(Natural-language object grounding data)

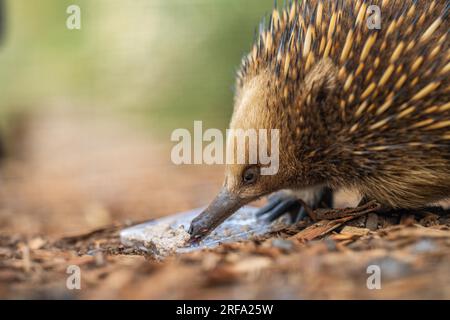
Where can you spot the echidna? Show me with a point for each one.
(357, 107)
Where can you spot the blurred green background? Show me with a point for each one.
(157, 63)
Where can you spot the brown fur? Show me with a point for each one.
(357, 108)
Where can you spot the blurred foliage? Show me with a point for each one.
(164, 63)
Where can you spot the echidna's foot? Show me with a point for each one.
(297, 204)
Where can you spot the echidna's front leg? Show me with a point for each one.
(293, 202)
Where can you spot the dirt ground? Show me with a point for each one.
(80, 180)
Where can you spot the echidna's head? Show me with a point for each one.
(265, 122)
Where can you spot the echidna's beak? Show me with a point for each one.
(223, 206)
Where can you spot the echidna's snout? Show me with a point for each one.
(223, 206)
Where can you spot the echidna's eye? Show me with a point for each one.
(250, 175)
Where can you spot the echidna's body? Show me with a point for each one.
(357, 107)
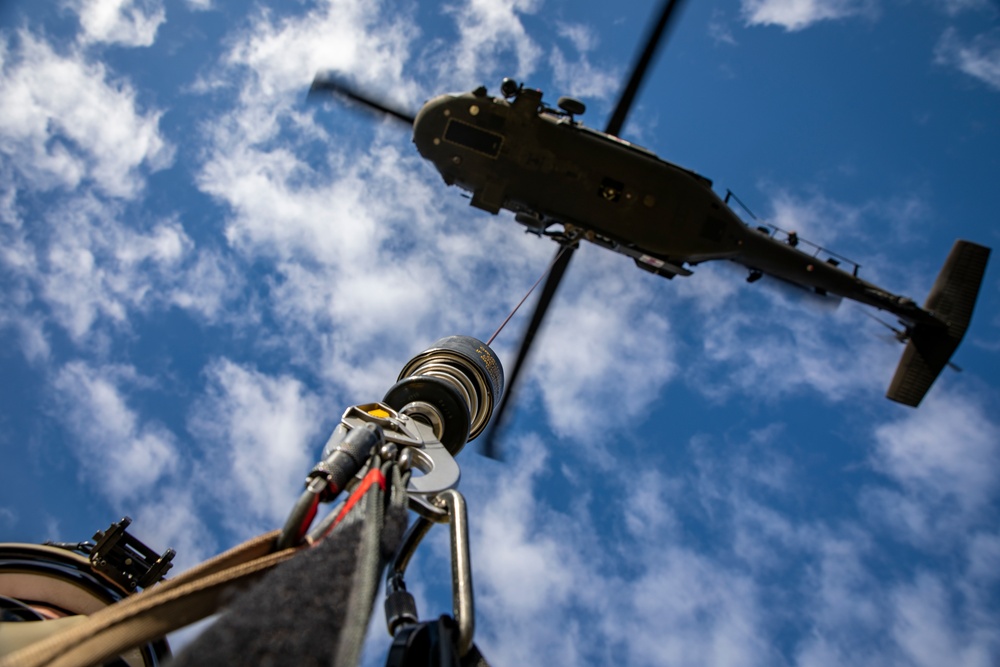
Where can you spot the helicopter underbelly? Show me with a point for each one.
(563, 173)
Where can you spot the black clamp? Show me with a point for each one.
(126, 560)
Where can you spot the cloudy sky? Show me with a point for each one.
(199, 270)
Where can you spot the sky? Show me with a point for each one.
(200, 270)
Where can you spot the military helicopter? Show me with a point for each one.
(573, 183)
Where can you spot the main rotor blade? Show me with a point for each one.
(324, 84)
(563, 256)
(653, 40)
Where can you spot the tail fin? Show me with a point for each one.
(931, 345)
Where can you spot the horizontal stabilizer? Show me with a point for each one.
(931, 345)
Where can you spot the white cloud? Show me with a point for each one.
(63, 122)
(925, 629)
(123, 22)
(258, 434)
(579, 77)
(945, 451)
(488, 29)
(978, 57)
(795, 15)
(97, 267)
(365, 39)
(602, 347)
(120, 454)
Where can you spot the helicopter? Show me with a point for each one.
(572, 183)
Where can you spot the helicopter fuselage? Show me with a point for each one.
(542, 164)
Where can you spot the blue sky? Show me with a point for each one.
(200, 271)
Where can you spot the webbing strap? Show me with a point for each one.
(152, 614)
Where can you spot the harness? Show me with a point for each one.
(304, 594)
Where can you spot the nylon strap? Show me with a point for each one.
(149, 615)
(367, 536)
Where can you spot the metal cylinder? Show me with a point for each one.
(469, 368)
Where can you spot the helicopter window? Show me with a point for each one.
(611, 190)
(470, 136)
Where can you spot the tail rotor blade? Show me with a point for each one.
(324, 84)
(653, 40)
(563, 256)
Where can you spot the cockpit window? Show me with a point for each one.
(472, 137)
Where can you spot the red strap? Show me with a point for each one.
(374, 476)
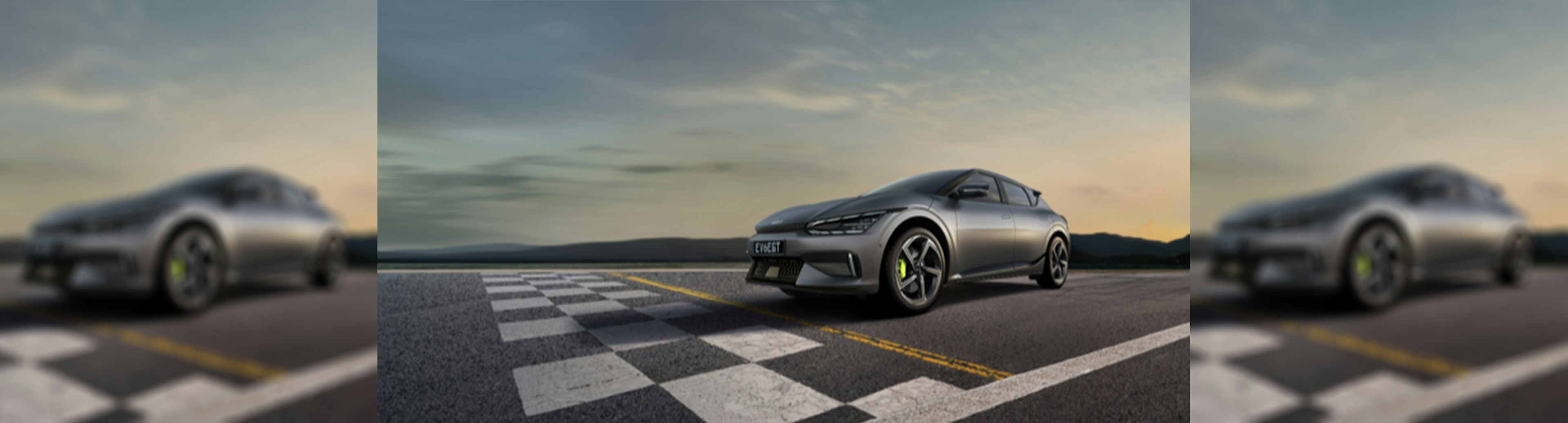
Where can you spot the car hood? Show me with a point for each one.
(829, 209)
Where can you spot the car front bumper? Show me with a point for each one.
(1277, 259)
(821, 264)
(90, 262)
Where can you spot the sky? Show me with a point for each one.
(107, 99)
(1291, 98)
(552, 123)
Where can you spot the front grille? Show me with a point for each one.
(782, 228)
(788, 270)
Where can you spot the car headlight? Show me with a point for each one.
(857, 223)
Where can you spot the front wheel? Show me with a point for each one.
(913, 272)
(1056, 266)
(1515, 261)
(192, 268)
(330, 262)
(1377, 267)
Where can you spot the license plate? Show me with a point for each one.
(43, 248)
(767, 248)
(1232, 245)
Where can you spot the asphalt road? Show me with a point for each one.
(272, 352)
(1460, 348)
(705, 347)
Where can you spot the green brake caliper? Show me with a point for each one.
(176, 268)
(1363, 266)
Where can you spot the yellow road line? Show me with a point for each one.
(205, 358)
(1383, 353)
(922, 354)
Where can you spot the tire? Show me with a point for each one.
(190, 272)
(1376, 268)
(330, 262)
(1056, 273)
(1515, 261)
(924, 272)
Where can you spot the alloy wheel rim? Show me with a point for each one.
(1379, 264)
(924, 262)
(192, 267)
(1059, 262)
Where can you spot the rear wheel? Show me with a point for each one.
(1376, 268)
(1056, 273)
(330, 262)
(1515, 261)
(913, 272)
(192, 268)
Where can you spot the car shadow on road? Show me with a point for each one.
(1330, 305)
(832, 311)
(134, 309)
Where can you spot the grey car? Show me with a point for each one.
(1370, 240)
(181, 244)
(905, 240)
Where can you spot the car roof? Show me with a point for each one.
(1004, 177)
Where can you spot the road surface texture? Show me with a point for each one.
(1460, 348)
(274, 352)
(705, 347)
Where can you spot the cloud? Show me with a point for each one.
(715, 167)
(608, 149)
(1094, 192)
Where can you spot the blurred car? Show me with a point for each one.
(184, 242)
(904, 240)
(1371, 239)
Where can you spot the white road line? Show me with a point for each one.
(1473, 386)
(904, 395)
(626, 295)
(297, 386)
(512, 289)
(760, 342)
(1228, 394)
(183, 395)
(995, 394)
(37, 394)
(748, 394)
(539, 328)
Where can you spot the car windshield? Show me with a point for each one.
(924, 184)
(200, 184)
(1385, 182)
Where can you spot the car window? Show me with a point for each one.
(1441, 187)
(256, 190)
(924, 184)
(294, 197)
(993, 195)
(1017, 195)
(1481, 193)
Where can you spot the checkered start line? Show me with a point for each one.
(745, 392)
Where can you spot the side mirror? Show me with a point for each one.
(973, 190)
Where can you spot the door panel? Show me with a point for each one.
(984, 231)
(1029, 223)
(1451, 228)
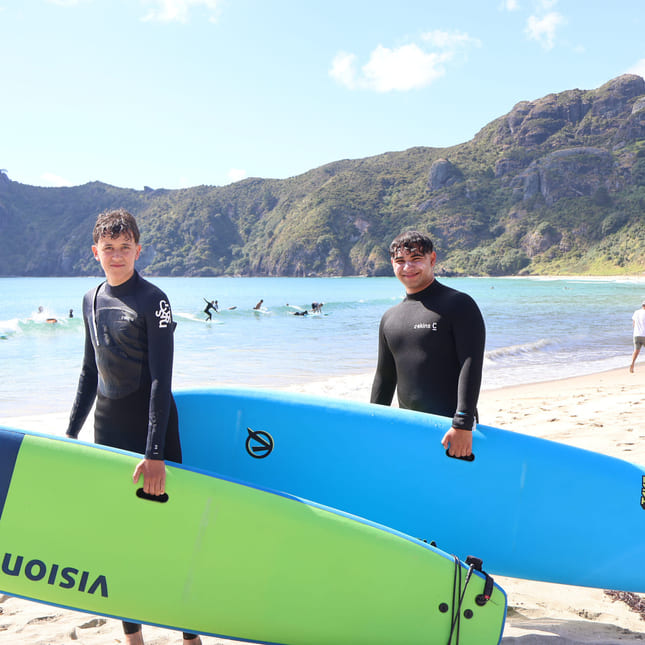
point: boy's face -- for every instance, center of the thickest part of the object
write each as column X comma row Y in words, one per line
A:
column 117, row 256
column 413, row 268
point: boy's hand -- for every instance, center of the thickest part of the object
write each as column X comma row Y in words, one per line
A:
column 154, row 476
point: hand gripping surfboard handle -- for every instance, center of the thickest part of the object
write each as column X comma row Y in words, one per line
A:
column 470, row 457
column 162, row 499
column 482, row 598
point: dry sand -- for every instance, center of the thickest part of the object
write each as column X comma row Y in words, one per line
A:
column 603, row 412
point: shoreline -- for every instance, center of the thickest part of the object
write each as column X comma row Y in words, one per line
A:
column 604, row 412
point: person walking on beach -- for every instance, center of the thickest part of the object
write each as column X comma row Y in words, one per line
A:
column 127, row 365
column 638, row 322
column 431, row 345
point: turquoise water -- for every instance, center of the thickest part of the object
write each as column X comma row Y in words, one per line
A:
column 537, row 329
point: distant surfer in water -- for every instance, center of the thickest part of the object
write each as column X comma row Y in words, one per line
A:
column 211, row 305
column 431, row 345
column 127, row 365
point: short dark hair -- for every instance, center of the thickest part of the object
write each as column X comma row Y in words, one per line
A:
column 411, row 240
column 115, row 222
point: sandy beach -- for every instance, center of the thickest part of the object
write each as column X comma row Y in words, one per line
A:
column 602, row 412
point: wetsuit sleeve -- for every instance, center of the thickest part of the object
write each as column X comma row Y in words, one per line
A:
column 384, row 382
column 87, row 382
column 160, row 328
column 470, row 340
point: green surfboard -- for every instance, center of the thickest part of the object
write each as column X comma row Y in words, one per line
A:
column 223, row 558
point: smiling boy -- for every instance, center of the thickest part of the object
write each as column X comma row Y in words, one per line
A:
column 431, row 345
column 127, row 364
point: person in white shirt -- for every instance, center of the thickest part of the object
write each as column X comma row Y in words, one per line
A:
column 638, row 320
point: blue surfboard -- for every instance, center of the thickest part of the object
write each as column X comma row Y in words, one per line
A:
column 529, row 507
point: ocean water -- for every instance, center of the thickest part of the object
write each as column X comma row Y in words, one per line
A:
column 537, row 329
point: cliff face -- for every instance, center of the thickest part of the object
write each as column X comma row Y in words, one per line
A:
column 556, row 185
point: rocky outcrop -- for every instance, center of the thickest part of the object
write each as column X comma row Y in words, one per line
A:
column 565, row 173
column 442, row 174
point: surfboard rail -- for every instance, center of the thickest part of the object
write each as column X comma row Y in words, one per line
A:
column 221, row 557
column 531, row 508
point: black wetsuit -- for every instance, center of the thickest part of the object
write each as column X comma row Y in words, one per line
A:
column 127, row 368
column 431, row 350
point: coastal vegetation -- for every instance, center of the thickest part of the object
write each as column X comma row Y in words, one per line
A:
column 556, row 186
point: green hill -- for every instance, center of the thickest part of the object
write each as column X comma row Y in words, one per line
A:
column 556, row 186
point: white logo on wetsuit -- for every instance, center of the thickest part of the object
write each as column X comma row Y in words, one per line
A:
column 164, row 315
column 432, row 326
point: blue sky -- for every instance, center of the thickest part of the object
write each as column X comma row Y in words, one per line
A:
column 177, row 93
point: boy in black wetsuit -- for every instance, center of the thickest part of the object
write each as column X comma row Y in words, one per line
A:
column 431, row 345
column 127, row 364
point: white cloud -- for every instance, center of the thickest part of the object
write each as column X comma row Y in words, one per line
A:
column 408, row 67
column 343, row 70
column 236, row 174
column 179, row 10
column 543, row 28
column 638, row 68
column 50, row 179
column 509, row 5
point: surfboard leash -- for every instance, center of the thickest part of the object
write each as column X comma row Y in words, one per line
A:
column 458, row 594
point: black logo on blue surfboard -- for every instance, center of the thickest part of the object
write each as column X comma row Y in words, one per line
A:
column 259, row 444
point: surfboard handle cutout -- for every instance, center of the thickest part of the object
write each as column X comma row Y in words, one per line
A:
column 470, row 457
column 162, row 499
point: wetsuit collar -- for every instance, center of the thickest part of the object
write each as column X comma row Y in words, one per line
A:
column 123, row 288
column 420, row 295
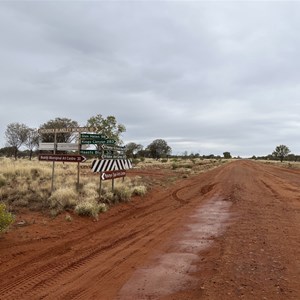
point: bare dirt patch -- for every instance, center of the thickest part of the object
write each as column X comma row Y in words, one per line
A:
column 230, row 233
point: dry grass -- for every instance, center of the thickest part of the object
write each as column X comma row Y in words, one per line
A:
column 25, row 183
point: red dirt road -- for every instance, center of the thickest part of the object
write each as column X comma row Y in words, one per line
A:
column 230, row 233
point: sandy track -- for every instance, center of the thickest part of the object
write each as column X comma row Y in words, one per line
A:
column 230, row 233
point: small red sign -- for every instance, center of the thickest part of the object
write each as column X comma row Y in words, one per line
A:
column 62, row 158
column 113, row 174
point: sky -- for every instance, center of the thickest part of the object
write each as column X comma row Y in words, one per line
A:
column 206, row 76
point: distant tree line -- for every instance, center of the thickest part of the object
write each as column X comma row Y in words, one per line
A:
column 23, row 141
column 281, row 152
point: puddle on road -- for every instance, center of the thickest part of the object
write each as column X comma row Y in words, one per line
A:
column 172, row 272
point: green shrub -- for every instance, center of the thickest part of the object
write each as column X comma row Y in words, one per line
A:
column 122, row 193
column 63, row 198
column 90, row 208
column 6, row 218
column 2, row 180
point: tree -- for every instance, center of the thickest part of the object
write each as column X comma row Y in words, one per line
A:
column 159, row 148
column 132, row 149
column 60, row 137
column 227, row 155
column 281, row 152
column 107, row 126
column 32, row 140
column 16, row 136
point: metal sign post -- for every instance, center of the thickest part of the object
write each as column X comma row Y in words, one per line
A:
column 53, row 165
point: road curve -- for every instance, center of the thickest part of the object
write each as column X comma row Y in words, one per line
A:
column 230, row 233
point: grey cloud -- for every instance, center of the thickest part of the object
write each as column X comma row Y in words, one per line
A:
column 206, row 76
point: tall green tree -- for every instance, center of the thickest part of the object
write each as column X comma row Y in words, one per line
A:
column 60, row 137
column 107, row 126
column 131, row 149
column 281, row 152
column 159, row 148
column 227, row 155
column 16, row 136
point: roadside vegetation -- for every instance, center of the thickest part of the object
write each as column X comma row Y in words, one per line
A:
column 27, row 184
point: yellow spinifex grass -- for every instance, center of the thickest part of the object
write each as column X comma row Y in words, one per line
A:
column 25, row 183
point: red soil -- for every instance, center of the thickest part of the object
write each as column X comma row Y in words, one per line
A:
column 230, row 233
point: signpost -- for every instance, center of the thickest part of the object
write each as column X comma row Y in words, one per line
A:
column 113, row 164
column 90, row 152
column 62, row 158
column 98, row 141
column 63, row 147
column 113, row 174
column 66, row 130
column 89, row 136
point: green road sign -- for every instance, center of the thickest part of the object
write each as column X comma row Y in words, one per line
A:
column 113, row 157
column 98, row 142
column 113, row 147
column 95, row 152
column 87, row 136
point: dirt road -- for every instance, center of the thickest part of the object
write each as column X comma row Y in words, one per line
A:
column 230, row 233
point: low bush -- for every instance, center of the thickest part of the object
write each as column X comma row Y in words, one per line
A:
column 2, row 180
column 90, row 208
column 6, row 218
column 63, row 198
column 122, row 193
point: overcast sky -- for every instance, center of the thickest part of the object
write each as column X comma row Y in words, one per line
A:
column 206, row 76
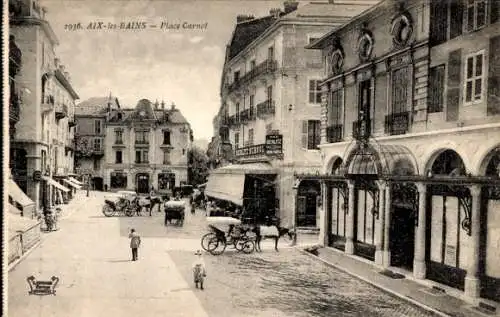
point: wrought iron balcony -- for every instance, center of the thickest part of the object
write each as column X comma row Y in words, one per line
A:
column 61, row 111
column 234, row 120
column 247, row 115
column 334, row 133
column 265, row 108
column 266, row 67
column 361, row 129
column 397, row 123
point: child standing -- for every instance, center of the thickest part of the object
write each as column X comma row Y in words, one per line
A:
column 199, row 271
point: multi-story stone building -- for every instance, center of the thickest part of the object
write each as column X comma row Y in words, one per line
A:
column 410, row 135
column 270, row 111
column 134, row 149
column 41, row 148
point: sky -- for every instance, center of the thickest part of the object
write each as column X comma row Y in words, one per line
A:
column 180, row 66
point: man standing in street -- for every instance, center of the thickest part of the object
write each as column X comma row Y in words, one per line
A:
column 135, row 242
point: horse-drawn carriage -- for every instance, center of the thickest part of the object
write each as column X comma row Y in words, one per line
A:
column 226, row 231
column 175, row 210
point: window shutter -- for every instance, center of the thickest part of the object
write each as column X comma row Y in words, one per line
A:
column 493, row 100
column 453, row 97
column 494, row 11
column 457, row 18
column 304, row 134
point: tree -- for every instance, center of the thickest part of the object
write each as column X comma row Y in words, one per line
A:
column 197, row 166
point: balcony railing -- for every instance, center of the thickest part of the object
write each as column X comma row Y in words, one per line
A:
column 247, row 115
column 234, row 120
column 397, row 123
column 61, row 111
column 265, row 108
column 361, row 129
column 334, row 133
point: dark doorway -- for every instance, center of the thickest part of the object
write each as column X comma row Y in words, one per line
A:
column 98, row 183
column 143, row 183
column 402, row 233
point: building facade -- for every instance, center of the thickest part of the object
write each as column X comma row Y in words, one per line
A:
column 42, row 146
column 410, row 135
column 271, row 106
column 133, row 149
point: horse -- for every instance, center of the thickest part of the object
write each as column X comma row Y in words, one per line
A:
column 274, row 232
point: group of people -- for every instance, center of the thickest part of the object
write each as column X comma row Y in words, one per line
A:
column 198, row 266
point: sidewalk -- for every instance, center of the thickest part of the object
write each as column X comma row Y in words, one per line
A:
column 438, row 302
column 97, row 278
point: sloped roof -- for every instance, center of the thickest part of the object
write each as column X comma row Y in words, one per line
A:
column 245, row 32
column 96, row 106
column 328, row 10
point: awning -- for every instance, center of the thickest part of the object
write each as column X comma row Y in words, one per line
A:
column 72, row 184
column 228, row 182
column 52, row 182
column 74, row 180
column 226, row 187
column 18, row 195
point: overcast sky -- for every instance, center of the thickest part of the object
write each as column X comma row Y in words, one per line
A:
column 181, row 66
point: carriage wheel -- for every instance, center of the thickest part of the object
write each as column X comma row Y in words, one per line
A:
column 216, row 246
column 247, row 246
column 108, row 211
column 206, row 239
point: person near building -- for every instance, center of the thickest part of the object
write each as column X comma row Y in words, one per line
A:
column 199, row 270
column 135, row 242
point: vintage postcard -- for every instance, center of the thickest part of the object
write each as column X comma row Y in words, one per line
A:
column 252, row 158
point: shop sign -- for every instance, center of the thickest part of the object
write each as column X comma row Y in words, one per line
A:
column 274, row 144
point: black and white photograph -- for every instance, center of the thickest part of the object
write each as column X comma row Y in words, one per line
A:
column 251, row 158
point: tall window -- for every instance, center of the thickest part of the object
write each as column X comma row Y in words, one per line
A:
column 236, row 140
column 436, row 88
column 250, row 137
column 474, row 77
column 97, row 144
column 97, row 126
column 270, row 53
column 119, row 157
column 314, row 91
column 141, row 137
column 269, row 93
column 311, row 134
column 118, row 137
column 166, row 137
column 141, row 156
column 476, row 14
column 400, row 83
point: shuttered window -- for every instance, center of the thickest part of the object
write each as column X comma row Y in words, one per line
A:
column 311, row 134
column 474, row 74
column 436, row 88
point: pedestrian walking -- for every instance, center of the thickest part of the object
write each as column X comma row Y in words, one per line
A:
column 135, row 242
column 199, row 270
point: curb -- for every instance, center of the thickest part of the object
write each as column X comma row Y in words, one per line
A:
column 383, row 288
column 22, row 257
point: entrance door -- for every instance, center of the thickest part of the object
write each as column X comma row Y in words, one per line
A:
column 143, row 183
column 402, row 237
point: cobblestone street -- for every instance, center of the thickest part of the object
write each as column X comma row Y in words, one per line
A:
column 90, row 254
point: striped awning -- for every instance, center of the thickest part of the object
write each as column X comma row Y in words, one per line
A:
column 72, row 184
column 18, row 195
column 52, row 182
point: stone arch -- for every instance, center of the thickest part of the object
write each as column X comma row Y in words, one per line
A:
column 445, row 162
column 332, row 164
column 491, row 156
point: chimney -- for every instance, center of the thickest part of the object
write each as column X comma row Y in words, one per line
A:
column 291, row 6
column 275, row 12
column 242, row 18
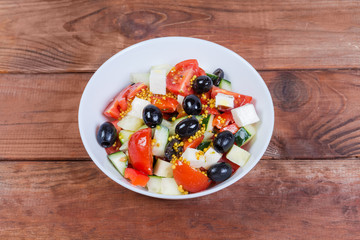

*TASK BRIEF*
Check each line above for the string "grass" and return those that contain it.

*SOLUTION TO THE EXERCISE*
point: dry grass -- for every instance, center of the thickest part of the object
point: yellow spinifex grass -- for every instance, center of the thickest part of the object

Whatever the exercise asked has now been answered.